ACTION ITEM |
Return each entry word for word, without its pictures.

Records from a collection
---

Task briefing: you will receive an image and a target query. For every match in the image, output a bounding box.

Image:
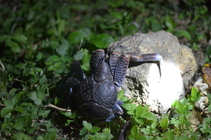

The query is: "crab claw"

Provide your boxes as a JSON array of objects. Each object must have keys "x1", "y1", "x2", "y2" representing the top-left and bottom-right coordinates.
[
  {"x1": 126, "y1": 53, "x2": 162, "y2": 62},
  {"x1": 126, "y1": 53, "x2": 163, "y2": 77}
]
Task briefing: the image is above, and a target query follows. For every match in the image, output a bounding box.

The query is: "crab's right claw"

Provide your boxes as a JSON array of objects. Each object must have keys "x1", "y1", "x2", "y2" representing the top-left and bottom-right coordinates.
[
  {"x1": 127, "y1": 53, "x2": 163, "y2": 77},
  {"x1": 137, "y1": 54, "x2": 163, "y2": 77}
]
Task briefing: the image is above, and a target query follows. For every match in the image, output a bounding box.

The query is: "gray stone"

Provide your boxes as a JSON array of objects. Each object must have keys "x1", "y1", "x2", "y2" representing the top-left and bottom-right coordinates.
[{"x1": 108, "y1": 31, "x2": 197, "y2": 115}]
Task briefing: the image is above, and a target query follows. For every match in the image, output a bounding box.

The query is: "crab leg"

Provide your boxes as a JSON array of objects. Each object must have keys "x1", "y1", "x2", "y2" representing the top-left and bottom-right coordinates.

---

EXERCISE ANSWER |
Task briefing: you will receive an image and a target query. For every match in the image, output a bounding box.

Image:

The query is: "crab claw"

Provide your boxes as a JSON array of objects. Each object must have keys "x1", "y1", "x2", "y2" representing the top-left and bottom-right coordinates.
[
  {"x1": 126, "y1": 53, "x2": 162, "y2": 62},
  {"x1": 126, "y1": 53, "x2": 163, "y2": 77}
]
Task briefing: the image is above, and a target query follows. For every match in the image, output a bounding box.

The query is: "crab's right claw"

Provide your boxes as a JSON array of objects. Each object must have keys "x1", "y1", "x2", "y2" representing the top-left and bottom-right coordinates.
[
  {"x1": 127, "y1": 53, "x2": 163, "y2": 77},
  {"x1": 137, "y1": 54, "x2": 163, "y2": 77}
]
Task briefing: the image is above, and a target query follows. For every match in the image, output a bounding box.

The query is: "gray stone"

Provide your boxes as a JSON array of objects. Each object must have keys "x1", "y1", "x2", "y2" representing the top-left and bottom-right coordinates.
[{"x1": 108, "y1": 31, "x2": 197, "y2": 115}]
Task briefing: the image is above, and a target query follows. For every match in the image, output a bounding box.

The query is: "crab leg"

Provide your boxes as a JSON array of objects. Each object must have keys "x1", "y1", "x2", "y2" representing the top-left and bottom-right coordinates.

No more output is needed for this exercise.